● Kutipan Dokumen
------------------------------------
Tragedi Pembantaian Mandor Kalimantan Barat OLeh Jepang, Ini Catatan Keluarga yang Menjadi Korban

- 28 Juni 2022, 10:31 WIB
Kerabat kerajaan SIntang yang menjadi korban pembantaian Mandor 28 Juni 1944 yang menewaskan tak kurang 50 ribu orang termasuk sebagian besar keluarga kerajaan-kerajaan yang ada di Kalimantan Barat
Kerabat kerajaan SIntang yang menjadi korban pembantaian Mandor 28 Juni 1944 yang menewaskan tak kurang 50 ribu orang termasuk sebagian besar keluarga kerajaan-kerajaan yang ada di Kalimantan Barat /Istimewa/Facebook @AdeMIswadi
 
KALBAR TERKINI - Pembantaian Mandor 28 Juni 1944 menjadi catatan kelam bangsa Indonesia di akhir pendudukan Jepang di tanah Kalimantan khususnya Kalimantan Barat.
 
Pembantaian yang menewaskan puluhan ribu nyama tersebut kini diperingati dengan nama tragedi Mandor berdarah.
 
Sebagian besar korbannya merupakan keturunan langsung Kerajaan-kerajaan yang ada di Kalimantan Barat.
 
 
Tragedi ini pula yang disebut menjadi cikal bakalmulai pudarnya pengaruh kerajaan yang ada di wilayah Kalimantan Barat hingga kini.
 
Pasalnya, tak hanya membunuh mereka yang menjadi pewaris langsung kerajaan, pihak Jepang juga melakukan perampasan benda-benda bersejarah milik kerajaan.
 
Salah satu kerabat Keraton Al Mukaramah Sintang, Ade Muhammad Iswadi, menceritakan tentang kejadian mengerikan tersebut.  
 
Dilansir Kalbarterkini.com dari akun facebook pribadinya @AdeMIswadi, berikut catatan Mantan Ketua KPU Kabupaten Sintang tersebut.
 
 
Memperingati Tragedi Mandor Berdarah, "AYI ACHYAN TERBUNUH, AYI IBRAHIM TERSELAMATKAN"
------------------------------------
● Tugas Singkat A
Ringkaslah artikel tentang pembantaian Mandor di atas dalam dua kalimat.
● Tugas Singkat B
Salin seluruh rekaman anotasi batas di bawah ini tanpa mengubah apa pun, tetapi jangan sertakan gambarnya.

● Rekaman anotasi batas
------------------------------------
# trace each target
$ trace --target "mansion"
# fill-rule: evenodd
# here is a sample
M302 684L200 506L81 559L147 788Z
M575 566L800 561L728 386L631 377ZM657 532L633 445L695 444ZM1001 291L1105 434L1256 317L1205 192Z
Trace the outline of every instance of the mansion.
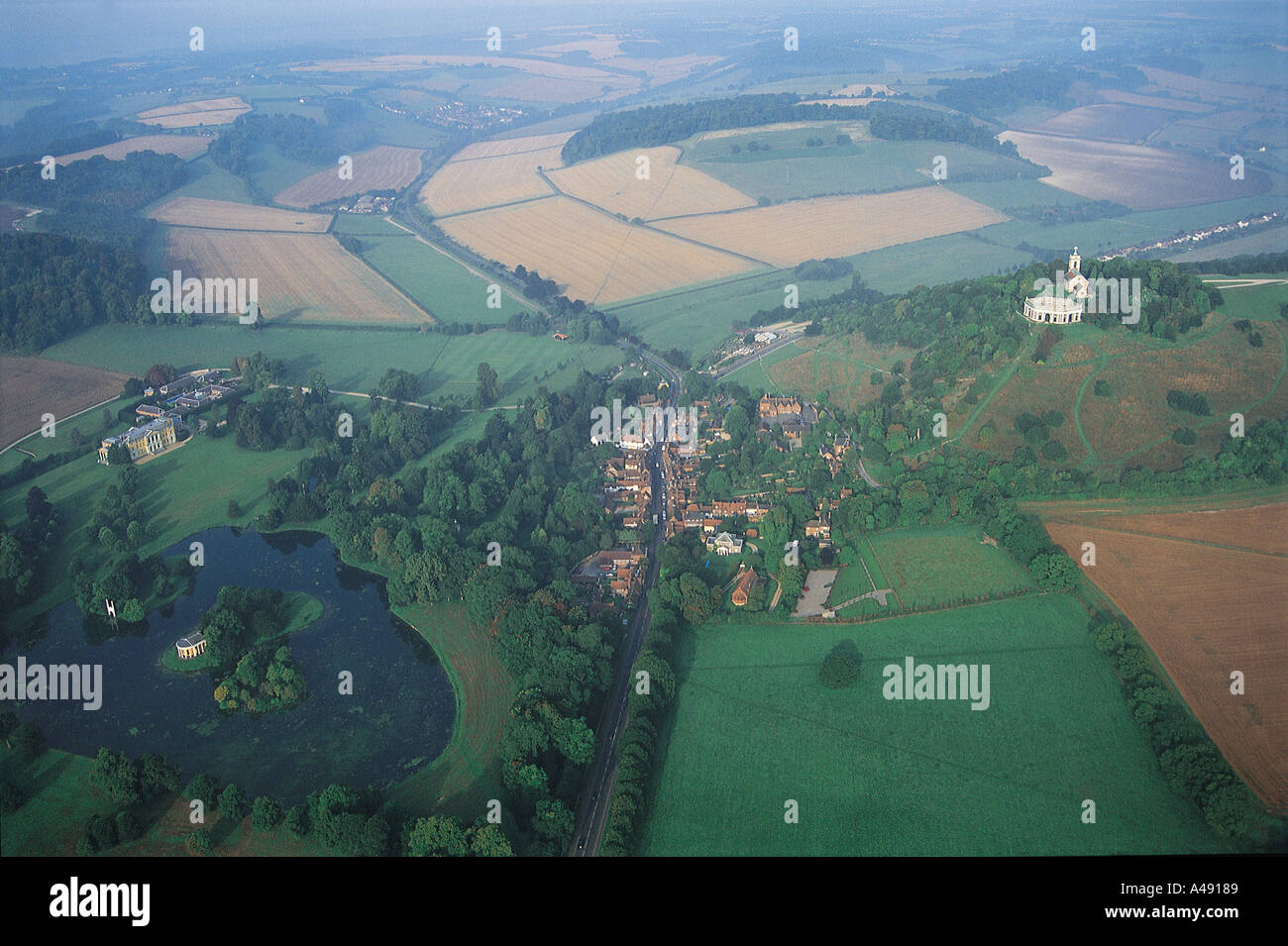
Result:
M130 427L124 434L109 436L99 444L98 462L108 466L107 452L116 444L122 444L130 452L130 459L151 457L167 447L174 447L179 436L175 432L174 417L157 417L142 427Z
------------------------------------
● Jawaban Lengkap A
Pembantaian Mandor pada 28 Juni 1944 di akhir pendudukan Jepang merupakan catatan kelam bangsa Indonesia yang menewaskan tak kurang dari 50 ribu orang, sebagian besar keturunan langsung kerajaan-kerajaan di Kalimantan Barat. Tragedi ini disebut menjadi cikal bakal pudarnya pengaruh kerajaan di wilayah tersebut karena Jepang juga merampas benda-benda bersejarah milik kerajaan, dan kisahnya diceritakan oleh Ade Muhammad Iswadi, kerabat Keraton Al Mukaramah Sintang sekaligus mantan Ketua KPU Kabupaten Sintang, melalui akun Facebook pribadinya.

● Jawaban Lengkap B
# trace each target
$ trace --target "mansion"
# fill-rule: evenodd
# here is a sample
M302 684L200 506L81 559L147 788Z
M575 566L800 561L728 386L631 377ZM657 532L633 445L695 444ZM1001 291L1105 434L1256 317L1205 192Z
Trace the outline of every instance of the mansion.
Result:
M130 427L124 434L109 436L99 444L98 462L108 466L107 452L116 444L122 444L130 452L130 459L151 457L167 447L174 447L179 436L175 432L174 417L157 417L142 427Z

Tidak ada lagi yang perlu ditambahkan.